Segment Start: Source material

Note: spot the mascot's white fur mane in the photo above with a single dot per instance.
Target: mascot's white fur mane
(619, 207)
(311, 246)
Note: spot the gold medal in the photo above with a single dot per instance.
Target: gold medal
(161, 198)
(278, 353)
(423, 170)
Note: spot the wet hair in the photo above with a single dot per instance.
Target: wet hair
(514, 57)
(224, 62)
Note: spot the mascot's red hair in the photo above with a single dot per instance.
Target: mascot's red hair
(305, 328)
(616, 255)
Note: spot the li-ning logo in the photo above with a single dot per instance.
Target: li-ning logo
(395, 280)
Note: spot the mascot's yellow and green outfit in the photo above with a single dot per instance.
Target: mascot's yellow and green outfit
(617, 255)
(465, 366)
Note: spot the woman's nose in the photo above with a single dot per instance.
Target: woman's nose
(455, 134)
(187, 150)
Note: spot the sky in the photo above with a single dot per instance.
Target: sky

Segment End: Source material

● Task to carry out
Would you please set down the lines from the one with "Target: li-ning logo" to the end of the data above, exactly and without any other lines?

● Task answer
Target: li-ning logo
(395, 280)
Note: spot the mascot's yellow and green outfit in the photo above with a single dot per instance.
Target: mascot's yellow and green outfit
(617, 255)
(465, 366)
Note: spot the woman's nose in the photo above with a single dot per instance.
Target: woman's nose
(455, 134)
(187, 150)
Note: spot the sky in the photo above with a single dot per instance.
Target: sky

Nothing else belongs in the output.